§ Problem to work on
All of the lines below should be output exactly as shown.

:: Data for this exercise

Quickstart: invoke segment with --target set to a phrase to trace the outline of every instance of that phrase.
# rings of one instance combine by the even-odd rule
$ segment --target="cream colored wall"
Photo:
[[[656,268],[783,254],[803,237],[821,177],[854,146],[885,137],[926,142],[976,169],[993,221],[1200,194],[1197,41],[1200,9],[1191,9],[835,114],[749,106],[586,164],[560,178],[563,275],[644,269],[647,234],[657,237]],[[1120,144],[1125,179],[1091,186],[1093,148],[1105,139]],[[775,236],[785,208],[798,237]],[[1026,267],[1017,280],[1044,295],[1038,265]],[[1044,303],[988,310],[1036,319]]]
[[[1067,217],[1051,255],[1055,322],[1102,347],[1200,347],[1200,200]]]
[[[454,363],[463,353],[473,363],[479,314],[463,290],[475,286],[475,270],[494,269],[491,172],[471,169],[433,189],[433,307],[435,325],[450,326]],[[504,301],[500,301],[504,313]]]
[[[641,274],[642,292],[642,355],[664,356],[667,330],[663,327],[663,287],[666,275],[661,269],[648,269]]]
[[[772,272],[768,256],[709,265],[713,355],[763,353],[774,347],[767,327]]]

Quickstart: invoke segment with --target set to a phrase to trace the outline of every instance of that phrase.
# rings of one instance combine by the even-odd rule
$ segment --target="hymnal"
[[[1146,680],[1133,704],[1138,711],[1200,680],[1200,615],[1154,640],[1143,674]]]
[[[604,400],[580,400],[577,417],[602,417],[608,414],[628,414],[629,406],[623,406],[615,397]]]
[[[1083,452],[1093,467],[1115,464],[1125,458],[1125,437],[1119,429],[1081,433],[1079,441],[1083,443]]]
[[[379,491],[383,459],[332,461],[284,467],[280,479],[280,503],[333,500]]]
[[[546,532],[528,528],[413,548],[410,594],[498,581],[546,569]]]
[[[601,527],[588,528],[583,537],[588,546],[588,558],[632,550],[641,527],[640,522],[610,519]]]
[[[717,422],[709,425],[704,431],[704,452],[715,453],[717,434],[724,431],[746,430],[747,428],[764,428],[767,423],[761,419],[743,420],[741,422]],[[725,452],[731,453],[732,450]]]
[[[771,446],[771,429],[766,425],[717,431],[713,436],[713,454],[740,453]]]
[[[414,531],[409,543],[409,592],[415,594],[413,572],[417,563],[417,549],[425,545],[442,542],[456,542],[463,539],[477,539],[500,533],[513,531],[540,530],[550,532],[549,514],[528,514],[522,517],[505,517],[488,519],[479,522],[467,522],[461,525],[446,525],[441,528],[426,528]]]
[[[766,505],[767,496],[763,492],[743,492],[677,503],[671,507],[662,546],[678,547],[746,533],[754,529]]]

::::

§ Written solution
Quickstart: invoke segment with --target set to a phrase to trace the outline of every instance of that phrase.
# rings of one instance combine by the even-odd rule
$ segment --target="cream colored wall"
Photo:
[[[656,268],[783,254],[803,237],[821,177],[854,146],[885,137],[926,142],[976,169],[993,221],[1200,194],[1197,41],[1200,9],[1191,9],[835,114],[749,106],[586,164],[560,178],[563,275],[644,269],[647,234],[657,237]],[[1120,144],[1125,179],[1091,186],[1093,148],[1105,139]],[[775,236],[785,208],[798,237]],[[1026,267],[1017,280],[1044,295],[1038,265]],[[1044,303],[988,310],[1036,319]]]
[[[1067,217],[1051,255],[1055,322],[1102,347],[1200,347],[1200,200]]]
[[[454,363],[463,353],[473,363],[479,314],[463,290],[475,286],[475,270],[494,269],[491,172],[471,169],[433,189],[433,307],[435,325],[450,326]],[[504,301],[500,301],[504,313]]]
[[[641,274],[642,292],[642,355],[664,356],[667,330],[663,327],[663,287],[666,275],[661,269],[648,269]]]
[[[772,272],[768,256],[709,265],[713,355],[763,353],[774,347],[767,327]]]

Quickstart: invoke segment with --target set to a phrase to trace the outline of every instance of that phrase.
# rings of one instance combine by the even-odd rule
$ segment --target="hymnal"
[[[1146,680],[1133,704],[1138,711],[1200,680],[1200,615],[1154,640],[1143,674]]]
[[[604,400],[580,400],[577,417],[602,417],[608,414],[628,414],[629,406],[623,406],[615,397]]]
[[[1083,452],[1093,467],[1115,464],[1125,458],[1125,437],[1119,429],[1081,433],[1079,441],[1083,443]]]
[[[379,491],[383,459],[332,461],[284,467],[280,479],[280,503],[333,500]]]
[[[546,532],[528,528],[413,548],[410,594],[498,581],[546,569]]]
[[[601,527],[588,528],[583,537],[588,546],[588,558],[632,550],[641,527],[640,522],[610,519]]]
[[[717,422],[709,425],[704,431],[704,452],[715,453],[717,434],[724,431],[746,430],[747,428],[764,428],[767,423],[761,419],[743,420],[741,422]],[[725,452],[731,453],[732,450]]]
[[[771,446],[771,429],[766,425],[717,431],[713,436],[713,454],[740,453]]]
[[[414,531],[409,543],[409,592],[415,594],[413,572],[417,563],[417,549],[425,545],[442,542],[456,542],[463,539],[477,539],[500,533],[513,531],[540,530],[550,532],[549,514],[528,514],[522,517],[505,517],[488,519],[479,522],[467,522],[461,525],[446,525],[441,528],[426,528]]]
[[[766,505],[767,496],[763,492],[743,492],[677,503],[671,507],[662,546],[678,547],[746,533],[754,529]]]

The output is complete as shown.